**Passage**:
Then, while appealing this charge, Crosby was busted in San Rafael, California for drug possession, possession of a handgun and driving with a revoked license.
Crosby’s musical career was going flat as well. While touring as a solo act, Crosby played at some college in the Boston area. Not taking care of themselves, Crosby and Jan Dance looked like a pair of hobos. To make matters worse, many students in the audience were getting loud after swilling beer. Not sensing the roughness of the crowd, Crosby played “Guinnevere,” but the crowd didn’t like this soft tune. So Crosby got mad and told them to quiet down. Well, the crowd didn’t quiet down and Crosby left the stage and the college as well, the crowd growing irate and booing and yelling “You’re washed up, Crosby! You’re a has-been!”
Crosby then entered the Fair Oaks Hospital in New Jersey, hoping to kick his addiction. He stayed there for about seven weeks and then suddenly left without permission, complaining that they wouldn’t let him play his music or records. Of course, as soon as he got out he went and got loaded. As it turned out, Crosby could have avoided jail if he had stayed there.

**Entries provided**:
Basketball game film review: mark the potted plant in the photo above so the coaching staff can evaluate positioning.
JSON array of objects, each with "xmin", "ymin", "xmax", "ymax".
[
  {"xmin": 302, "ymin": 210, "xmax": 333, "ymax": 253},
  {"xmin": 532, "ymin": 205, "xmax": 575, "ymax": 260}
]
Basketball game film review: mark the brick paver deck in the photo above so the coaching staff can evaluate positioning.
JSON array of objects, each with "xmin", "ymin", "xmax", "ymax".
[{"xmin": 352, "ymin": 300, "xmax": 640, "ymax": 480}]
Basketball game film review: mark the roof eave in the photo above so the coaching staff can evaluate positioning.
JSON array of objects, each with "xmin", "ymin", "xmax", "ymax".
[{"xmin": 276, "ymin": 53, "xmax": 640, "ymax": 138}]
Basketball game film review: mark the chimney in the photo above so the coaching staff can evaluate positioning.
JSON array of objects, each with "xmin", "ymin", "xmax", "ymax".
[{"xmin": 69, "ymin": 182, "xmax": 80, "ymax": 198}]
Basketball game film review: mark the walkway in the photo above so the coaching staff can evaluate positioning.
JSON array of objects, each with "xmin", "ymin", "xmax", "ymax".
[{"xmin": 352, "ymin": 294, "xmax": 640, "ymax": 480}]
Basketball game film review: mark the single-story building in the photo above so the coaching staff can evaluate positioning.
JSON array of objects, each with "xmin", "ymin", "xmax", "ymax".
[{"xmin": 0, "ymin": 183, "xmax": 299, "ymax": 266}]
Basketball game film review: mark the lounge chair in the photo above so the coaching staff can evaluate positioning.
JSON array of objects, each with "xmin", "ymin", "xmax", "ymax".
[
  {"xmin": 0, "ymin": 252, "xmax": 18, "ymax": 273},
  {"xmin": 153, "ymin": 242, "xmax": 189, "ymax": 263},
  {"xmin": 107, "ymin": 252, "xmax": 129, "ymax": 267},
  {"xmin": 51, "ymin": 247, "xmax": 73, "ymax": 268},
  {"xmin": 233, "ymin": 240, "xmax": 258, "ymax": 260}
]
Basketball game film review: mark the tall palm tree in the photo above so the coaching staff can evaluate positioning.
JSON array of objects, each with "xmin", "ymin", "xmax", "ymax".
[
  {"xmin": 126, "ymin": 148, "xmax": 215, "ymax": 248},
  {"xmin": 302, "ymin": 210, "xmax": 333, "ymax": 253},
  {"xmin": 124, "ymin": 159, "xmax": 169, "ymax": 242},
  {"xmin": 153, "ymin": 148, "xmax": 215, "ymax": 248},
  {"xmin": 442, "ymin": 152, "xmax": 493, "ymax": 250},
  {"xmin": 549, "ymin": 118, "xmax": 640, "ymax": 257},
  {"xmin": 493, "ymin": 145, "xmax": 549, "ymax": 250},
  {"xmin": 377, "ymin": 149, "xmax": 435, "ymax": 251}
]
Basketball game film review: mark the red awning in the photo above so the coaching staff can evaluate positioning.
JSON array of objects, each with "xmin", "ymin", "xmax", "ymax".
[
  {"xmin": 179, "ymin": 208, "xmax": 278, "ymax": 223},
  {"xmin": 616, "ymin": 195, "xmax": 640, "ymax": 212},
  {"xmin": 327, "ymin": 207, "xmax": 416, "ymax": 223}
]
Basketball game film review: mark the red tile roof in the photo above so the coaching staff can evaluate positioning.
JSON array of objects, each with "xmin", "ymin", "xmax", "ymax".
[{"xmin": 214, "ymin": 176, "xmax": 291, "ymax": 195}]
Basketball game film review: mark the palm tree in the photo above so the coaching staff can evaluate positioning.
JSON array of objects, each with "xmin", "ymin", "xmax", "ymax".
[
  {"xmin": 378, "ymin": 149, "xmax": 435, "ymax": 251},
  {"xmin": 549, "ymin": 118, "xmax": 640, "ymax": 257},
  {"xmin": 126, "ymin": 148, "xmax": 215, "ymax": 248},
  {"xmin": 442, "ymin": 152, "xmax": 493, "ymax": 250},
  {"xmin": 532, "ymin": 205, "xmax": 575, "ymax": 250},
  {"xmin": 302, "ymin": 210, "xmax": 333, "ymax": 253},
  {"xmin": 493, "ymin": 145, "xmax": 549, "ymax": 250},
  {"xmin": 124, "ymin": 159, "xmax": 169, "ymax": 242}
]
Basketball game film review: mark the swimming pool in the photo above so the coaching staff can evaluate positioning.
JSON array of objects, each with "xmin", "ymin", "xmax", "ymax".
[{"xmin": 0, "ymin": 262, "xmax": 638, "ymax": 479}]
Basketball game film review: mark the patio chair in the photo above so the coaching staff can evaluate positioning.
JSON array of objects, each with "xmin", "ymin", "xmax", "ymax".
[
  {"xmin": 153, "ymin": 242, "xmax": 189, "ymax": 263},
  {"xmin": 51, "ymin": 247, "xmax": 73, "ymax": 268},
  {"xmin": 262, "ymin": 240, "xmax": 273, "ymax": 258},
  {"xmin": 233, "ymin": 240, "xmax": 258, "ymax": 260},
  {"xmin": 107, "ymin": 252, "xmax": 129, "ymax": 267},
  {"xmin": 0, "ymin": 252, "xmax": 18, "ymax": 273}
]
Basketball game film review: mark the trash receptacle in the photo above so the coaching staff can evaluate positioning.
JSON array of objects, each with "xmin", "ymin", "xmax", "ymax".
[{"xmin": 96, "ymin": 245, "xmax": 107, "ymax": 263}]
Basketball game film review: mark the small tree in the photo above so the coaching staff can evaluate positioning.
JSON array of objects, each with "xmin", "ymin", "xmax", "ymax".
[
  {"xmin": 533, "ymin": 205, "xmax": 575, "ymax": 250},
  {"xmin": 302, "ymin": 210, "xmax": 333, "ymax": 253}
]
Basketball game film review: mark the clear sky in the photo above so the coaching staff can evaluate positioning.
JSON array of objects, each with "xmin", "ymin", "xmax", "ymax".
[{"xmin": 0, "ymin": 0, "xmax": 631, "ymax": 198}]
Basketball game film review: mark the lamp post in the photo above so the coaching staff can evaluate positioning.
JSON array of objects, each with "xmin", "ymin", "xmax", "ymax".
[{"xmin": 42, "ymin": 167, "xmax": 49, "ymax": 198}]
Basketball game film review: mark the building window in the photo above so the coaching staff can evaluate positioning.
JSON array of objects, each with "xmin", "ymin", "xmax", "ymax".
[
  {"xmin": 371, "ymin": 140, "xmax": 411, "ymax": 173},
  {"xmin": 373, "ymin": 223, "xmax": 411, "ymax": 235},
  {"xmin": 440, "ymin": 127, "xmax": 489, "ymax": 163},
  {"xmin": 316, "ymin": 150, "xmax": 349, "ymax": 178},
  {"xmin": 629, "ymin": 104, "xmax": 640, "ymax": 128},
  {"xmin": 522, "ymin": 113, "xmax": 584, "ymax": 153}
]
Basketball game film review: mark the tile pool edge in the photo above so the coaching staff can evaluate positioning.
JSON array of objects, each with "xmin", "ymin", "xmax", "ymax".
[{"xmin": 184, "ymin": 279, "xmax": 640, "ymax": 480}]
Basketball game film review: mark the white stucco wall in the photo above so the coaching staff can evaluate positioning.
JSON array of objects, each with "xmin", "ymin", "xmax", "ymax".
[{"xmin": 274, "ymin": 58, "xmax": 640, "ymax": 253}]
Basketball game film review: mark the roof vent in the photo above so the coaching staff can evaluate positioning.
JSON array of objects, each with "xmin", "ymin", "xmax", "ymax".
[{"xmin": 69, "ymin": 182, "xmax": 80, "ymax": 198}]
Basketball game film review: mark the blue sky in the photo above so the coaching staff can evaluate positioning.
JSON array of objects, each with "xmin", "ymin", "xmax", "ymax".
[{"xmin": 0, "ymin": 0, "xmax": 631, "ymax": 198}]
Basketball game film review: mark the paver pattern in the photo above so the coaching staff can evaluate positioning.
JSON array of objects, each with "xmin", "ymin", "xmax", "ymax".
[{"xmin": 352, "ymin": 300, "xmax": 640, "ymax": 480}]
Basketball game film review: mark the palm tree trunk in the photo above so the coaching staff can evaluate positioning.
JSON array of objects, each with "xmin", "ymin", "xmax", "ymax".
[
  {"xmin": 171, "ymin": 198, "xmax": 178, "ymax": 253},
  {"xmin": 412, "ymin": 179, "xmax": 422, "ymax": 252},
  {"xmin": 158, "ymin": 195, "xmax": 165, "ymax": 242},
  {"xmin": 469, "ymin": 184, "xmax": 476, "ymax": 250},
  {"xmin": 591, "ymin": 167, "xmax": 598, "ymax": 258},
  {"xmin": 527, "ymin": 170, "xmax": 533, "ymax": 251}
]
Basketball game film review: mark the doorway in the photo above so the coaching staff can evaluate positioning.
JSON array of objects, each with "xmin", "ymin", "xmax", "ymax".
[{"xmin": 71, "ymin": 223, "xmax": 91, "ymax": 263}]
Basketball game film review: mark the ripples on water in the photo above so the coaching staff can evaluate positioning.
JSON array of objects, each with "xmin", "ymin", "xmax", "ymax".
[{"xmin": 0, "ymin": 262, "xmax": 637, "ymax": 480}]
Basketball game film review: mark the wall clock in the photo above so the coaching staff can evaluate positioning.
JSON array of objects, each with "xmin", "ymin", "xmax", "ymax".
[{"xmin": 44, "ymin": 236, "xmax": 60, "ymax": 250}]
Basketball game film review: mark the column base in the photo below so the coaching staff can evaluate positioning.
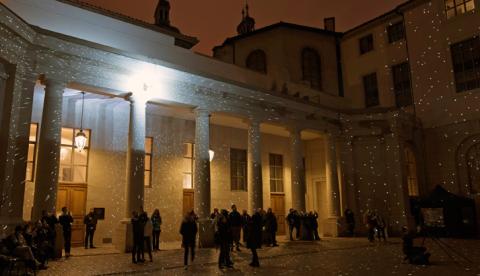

**Things to do**:
• 1. According to the passage about Crosby, how long did he stay at the Fair Oaks Hospital in New Jersey?
• 2. Extend the passage about Crosby, starting right after its last sentence.

**Answers**:
• 1. About seven weeks.

• 2.
Over the months, Crosby went to several other hospitals or treatment centers, hoping to conquer his drug addiction, but it never seemed to work out.
As incredible as this may seem, Crosby was busted once more, this time in Mill Valley, California, for hit-and-run (he hit a fence and left the scene), as well as possession of freebase paraphernalia and that same .45-caliber pistol!
Since there was a warrant for his arrest in Texas, Crosby, rather than face going to jail, sold his last remaining possession, a baby grand piano for $5,000, and then he and Jan Dance fled to South Florida, hoping to eventually sail the Mayan to Costa Rica, which had no extradition laws, and there they would spend the rest of their lives.
But, like the poignant moment near the end of some cinematic tragedy, when they found the Mayan they saw to their chagrin that it was in a deplorable state of disrepair and definitely not seaworthy. During his years of drugging, Crosby had neglected his beloved schooner, leaving her to rot, much like what he had done to his own body. Finally, having smoked his last pipe, so to speak, Crosby turned himself into the FBI.
Rock star David Crosby, the fallen spiritual leader of the Hip Generation, now 44 years of age, entered the Texas penal system in time for Christmas in 1985. Judging from Crosby’s autobiography his stay in the joint was a constructive one. He didn’t use any drugs while locked up, even though the stuff was available – for a price. He also read lots of books and fan mail, wrote many letters, penned lots of songs and played guitar in the prison band. As a job, he made mattresses. However, after a few months, Crosby was still undergoing withdrawal from base. He thought about it all the time and dreamed about it every night.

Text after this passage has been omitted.